With the entries below as the source, tally the lines that contain the string "pink" and give the number only.

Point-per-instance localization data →
________________
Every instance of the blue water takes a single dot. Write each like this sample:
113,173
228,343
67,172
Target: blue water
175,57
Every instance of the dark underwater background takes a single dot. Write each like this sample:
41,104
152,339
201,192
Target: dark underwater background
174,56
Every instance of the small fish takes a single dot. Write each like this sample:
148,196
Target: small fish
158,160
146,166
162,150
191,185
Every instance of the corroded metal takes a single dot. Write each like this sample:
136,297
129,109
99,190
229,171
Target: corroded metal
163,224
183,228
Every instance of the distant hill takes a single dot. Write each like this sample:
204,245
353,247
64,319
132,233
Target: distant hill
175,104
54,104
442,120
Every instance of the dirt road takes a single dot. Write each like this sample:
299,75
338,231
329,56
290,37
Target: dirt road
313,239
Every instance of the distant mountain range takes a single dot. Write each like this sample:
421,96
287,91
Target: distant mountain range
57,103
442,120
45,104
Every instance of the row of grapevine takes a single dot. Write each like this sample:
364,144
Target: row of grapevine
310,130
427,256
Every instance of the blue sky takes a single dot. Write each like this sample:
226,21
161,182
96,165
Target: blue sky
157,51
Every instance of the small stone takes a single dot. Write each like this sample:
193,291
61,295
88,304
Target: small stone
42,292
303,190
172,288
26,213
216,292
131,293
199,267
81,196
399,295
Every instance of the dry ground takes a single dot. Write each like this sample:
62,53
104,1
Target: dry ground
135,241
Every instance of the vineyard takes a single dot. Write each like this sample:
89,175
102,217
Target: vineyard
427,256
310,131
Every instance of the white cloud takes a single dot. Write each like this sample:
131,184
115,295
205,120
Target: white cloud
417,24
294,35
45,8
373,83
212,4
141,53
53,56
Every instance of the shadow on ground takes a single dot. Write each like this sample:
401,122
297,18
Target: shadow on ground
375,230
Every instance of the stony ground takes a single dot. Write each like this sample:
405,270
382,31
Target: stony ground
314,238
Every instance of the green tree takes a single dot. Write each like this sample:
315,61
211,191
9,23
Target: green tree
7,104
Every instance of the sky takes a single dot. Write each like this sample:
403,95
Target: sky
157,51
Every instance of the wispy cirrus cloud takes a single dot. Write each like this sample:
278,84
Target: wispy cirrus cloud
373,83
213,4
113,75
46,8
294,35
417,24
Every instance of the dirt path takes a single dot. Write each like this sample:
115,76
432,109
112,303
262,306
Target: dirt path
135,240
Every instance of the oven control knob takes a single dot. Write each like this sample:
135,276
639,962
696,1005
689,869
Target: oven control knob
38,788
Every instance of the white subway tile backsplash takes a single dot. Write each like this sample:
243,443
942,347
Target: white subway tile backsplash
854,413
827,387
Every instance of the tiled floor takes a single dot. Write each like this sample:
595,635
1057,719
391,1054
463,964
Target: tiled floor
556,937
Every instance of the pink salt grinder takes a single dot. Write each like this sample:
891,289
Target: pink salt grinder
________________
EXERCISE RESPONSE →
2